- Problem to work on
Without the pictures, retype each line below exactly as it stands.

*** Block opens ***

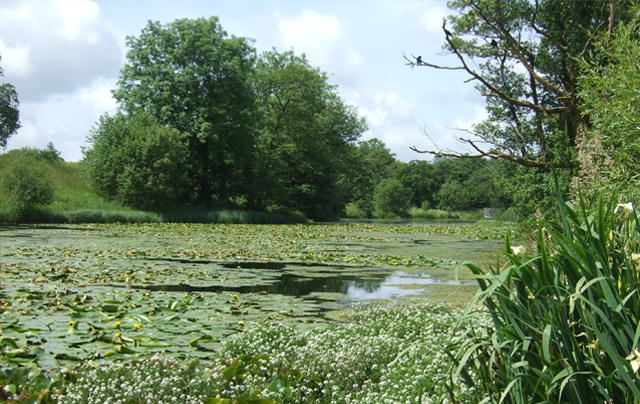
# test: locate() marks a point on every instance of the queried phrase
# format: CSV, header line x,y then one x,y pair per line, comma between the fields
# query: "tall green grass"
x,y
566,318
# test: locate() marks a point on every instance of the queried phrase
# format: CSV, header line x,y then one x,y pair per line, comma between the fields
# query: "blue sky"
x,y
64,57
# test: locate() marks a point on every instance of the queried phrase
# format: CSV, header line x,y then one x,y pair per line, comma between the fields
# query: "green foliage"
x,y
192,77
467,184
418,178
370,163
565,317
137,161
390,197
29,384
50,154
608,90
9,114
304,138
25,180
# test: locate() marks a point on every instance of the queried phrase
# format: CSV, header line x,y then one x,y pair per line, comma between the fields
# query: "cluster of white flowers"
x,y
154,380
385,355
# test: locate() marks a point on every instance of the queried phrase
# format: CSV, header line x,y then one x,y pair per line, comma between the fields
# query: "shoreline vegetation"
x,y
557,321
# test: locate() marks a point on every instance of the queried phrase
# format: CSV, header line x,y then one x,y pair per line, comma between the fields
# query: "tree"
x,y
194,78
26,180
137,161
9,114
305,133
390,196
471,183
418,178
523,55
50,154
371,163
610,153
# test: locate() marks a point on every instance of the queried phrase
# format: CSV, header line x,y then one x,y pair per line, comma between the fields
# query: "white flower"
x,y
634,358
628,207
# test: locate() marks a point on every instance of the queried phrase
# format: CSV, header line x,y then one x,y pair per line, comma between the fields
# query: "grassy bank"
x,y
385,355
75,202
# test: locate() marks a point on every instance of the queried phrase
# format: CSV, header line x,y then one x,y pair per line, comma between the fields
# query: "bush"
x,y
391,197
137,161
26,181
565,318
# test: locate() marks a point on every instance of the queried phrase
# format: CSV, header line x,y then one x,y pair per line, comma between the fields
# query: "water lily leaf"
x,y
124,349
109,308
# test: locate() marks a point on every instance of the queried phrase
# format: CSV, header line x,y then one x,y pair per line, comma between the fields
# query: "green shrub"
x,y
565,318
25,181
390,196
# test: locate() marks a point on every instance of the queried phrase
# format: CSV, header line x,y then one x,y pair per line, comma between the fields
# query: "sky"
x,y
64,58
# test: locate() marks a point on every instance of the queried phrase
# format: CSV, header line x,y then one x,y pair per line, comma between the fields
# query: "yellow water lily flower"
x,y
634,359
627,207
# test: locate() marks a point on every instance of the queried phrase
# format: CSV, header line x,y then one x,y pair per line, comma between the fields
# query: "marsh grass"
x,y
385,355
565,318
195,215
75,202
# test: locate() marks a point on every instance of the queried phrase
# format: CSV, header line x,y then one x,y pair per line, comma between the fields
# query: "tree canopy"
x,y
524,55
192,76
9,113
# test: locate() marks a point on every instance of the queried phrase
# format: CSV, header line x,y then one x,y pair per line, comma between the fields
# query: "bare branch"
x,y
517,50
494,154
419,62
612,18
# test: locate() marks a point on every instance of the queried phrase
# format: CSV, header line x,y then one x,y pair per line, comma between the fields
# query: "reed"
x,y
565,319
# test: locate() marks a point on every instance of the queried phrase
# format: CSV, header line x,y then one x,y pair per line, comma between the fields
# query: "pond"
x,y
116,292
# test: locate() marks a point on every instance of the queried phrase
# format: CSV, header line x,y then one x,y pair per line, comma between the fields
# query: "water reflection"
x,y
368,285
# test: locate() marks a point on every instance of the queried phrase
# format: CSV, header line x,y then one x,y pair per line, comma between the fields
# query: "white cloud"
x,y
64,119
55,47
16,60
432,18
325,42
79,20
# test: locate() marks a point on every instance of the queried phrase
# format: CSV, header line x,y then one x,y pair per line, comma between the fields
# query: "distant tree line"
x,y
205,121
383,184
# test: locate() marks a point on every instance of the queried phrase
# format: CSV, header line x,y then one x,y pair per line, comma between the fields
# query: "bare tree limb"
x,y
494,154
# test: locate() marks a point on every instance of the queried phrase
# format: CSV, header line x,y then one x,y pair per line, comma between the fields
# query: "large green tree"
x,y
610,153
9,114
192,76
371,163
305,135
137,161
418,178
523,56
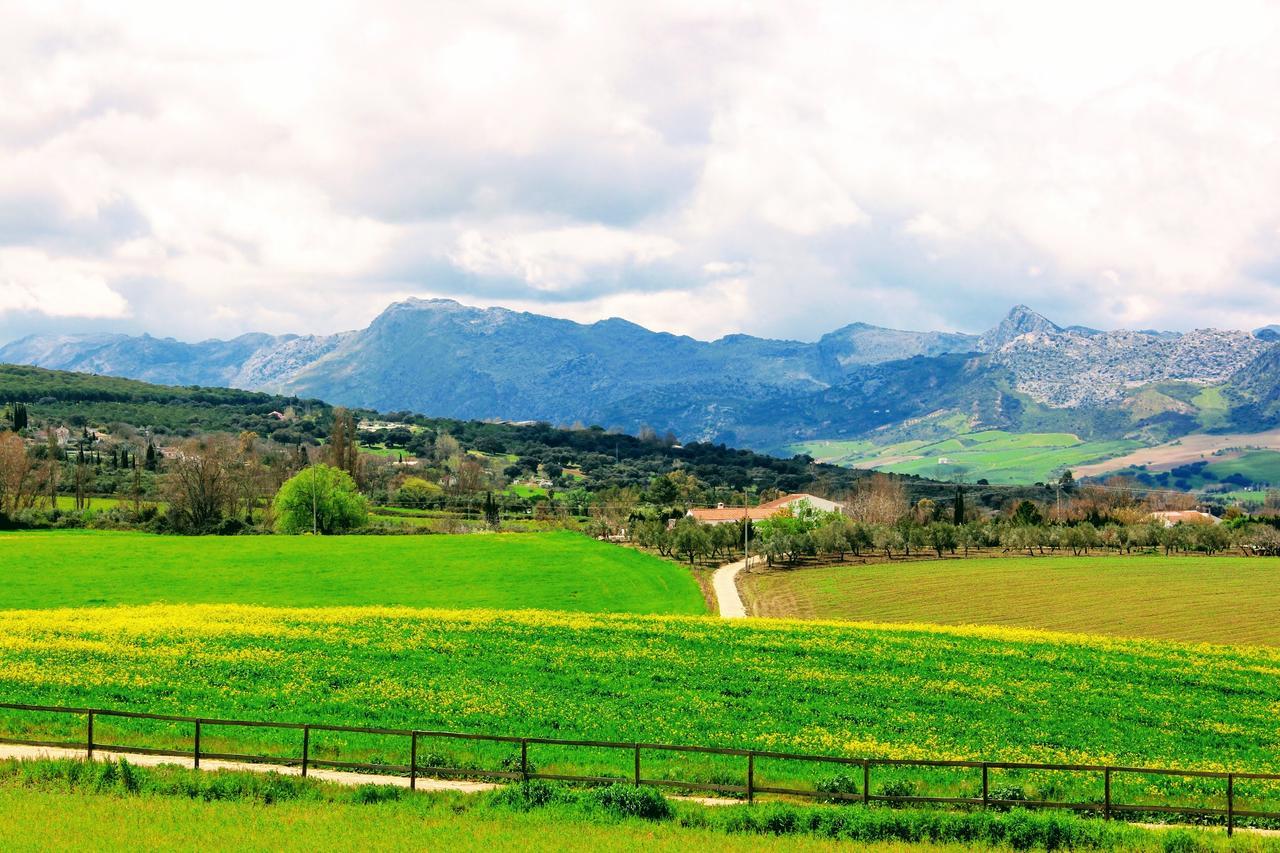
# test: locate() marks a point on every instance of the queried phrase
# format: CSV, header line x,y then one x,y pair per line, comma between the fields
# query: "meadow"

*** Block closes ***

- Result below
# test: locate() marks a point on every instance of the queried phrase
# format: CSV, header line x,y then one x,y pair per line, comma between the fields
# query: "tall green grass"
x,y
566,318
# test: locate() marks a point on every instance of the queried phrase
# format: CSV, header line x,y then one x,y pair per line, comma between the fields
# query: "blue sky"
x,y
64,57
# test: locate() marks a point on every instance of the queried phrase
# format: CSV, header line x,y then one x,y pair per line, comma between the fields
# query: "green foliage"
x,y
192,77
467,184
418,178
370,163
565,317
137,161
390,197
29,384
50,154
608,90
9,114
304,138
25,180
# test: locate() marks a point on every instance of the queried phrase
# format: CSV, header line x,y then one x,y pair per line, comma between the fields
# query: "cluster of white flowers"
x,y
154,380
385,355
# test: locate() marks a point on every instance of the queried phrase
# format: CSV, header line x,y then one x,y pair per line, comma between the fields
# query: "shoreline vegetation"
x,y
557,321
# test: locate() marks a point on every instance of the queried phrase
# format: CSV, header line x,y then one x,y pair per line, comma between the fields
# query: "tree"
x,y
194,78
26,180
137,161
9,114
305,133
390,196
471,183
418,178
523,55
50,154
371,163
610,153
# test: locate() marks a point on every instance of the queried phrase
# format: CSV, header line x,y then one x,y pair per line, comma between the fields
# query: "white flower"
x,y
634,358
628,207
# test: locate() marks a point on every instance of the queried phrase
# format: CSV, header line x,y then one x,y pair per line, comma between the fields
# query: "grassy bank"
x,y
385,355
75,202
# test: locate() marks a point on every instance of the queried phrase
# format: CSV, header line x,y then one x,y pair per line, comma between the fields
# query: "bush"
x,y
391,197
137,161
26,181
565,318
# test: locate() marks a point on every instance of the queried phrase
# format: CSV, header line x,y then one x,y pair per line, comma between the fields
# query: "water lily leaf"
x,y
124,349
109,308
# test: locate() marks a point on every instance of the queried phrase
# format: CSV, header line x,y then one x,y pair per line, comma between the fields
# query: "green shrub"
x,y
565,318
25,181
390,196
# test: locate() marks a point on every instance of the queried phrase
# format: CSV, header line x,y then one x,y pair per line, comma between the fields
# query: "sky"
x,y
64,58
# test: locate() marks a point on every instance of the queried phrase
# format: CSV, header line x,y then one x,y pair per line, comma between the fields
# query: "yellow water lily flower"
x,y
634,359
627,207
# test: locate() marks a point on every instance of the queried phrase
# format: CSV, header line x,y then one x,y pair per line, comma between the fields
# query: "marsh grass"
x,y
385,355
565,318
195,215
75,202
# test: locate() marks a point on every instance of the queried phrase
# format: CSV, header line x,y then one x,y pair per line, comma between the fields
# query: "tree canopy"
x,y
524,55
192,76
9,113
# test: locate() marks a point on every instance of the queried phrase
# format: CSV, header line x,y then one x,y pair per line, comma between the fields
# query: "bare branch"
x,y
517,50
494,154
419,62
612,18
# test: locate() marks a point on every instance of the queried phrase
# format: CSV, header line x,y then one x,y pair per line, comma between the fields
# query: "reed"
x,y
565,319
# test: locate() marks a point on every instance of the queried phrase
# format: CSV, header line x,y then one x,y pair per line, comma between the fields
# query: "pond"
x,y
116,292
# test: locate() marks a point on every instance of the queried phrase
# format: CSV, header line x,y then one x,y pair per line, comma between the fields
# query: "water reflection"
x,y
368,285
# test: locate() marks a point on every instance of the queried phrase
# format: CSV, header line x,y then one x,y pair per line, comma between the fields
# query: "white cloud"
x,y
64,119
55,47
16,60
432,18
325,42
79,20
# test: locate() marks a point on every instance of the queried phrase
# format: CSV, header line x,y then one x,y pair per line, comma between the fields
# query: "distant tree line"
x,y
205,121
383,184
# test: locate() marks a point on every instance of the queried phrase
# format: CSV, header line x,y then one x,y pair per line, comma between the fields
# query: "bare tree limb"
x,y
494,154
# test: locate() marks a point on every instance of the queried phrase
# format: CSV, header line x,y then one x,y pair per line, comma between the fields
# query: "large green tree"
x,y
610,153
9,114
192,76
371,163
305,135
137,161
418,178
523,56
# test: locate() marks a point on every instance of the queried phrase
# format: CSV, header line x,y then one x,y pair per line, comma between the fields
# query: "meadow"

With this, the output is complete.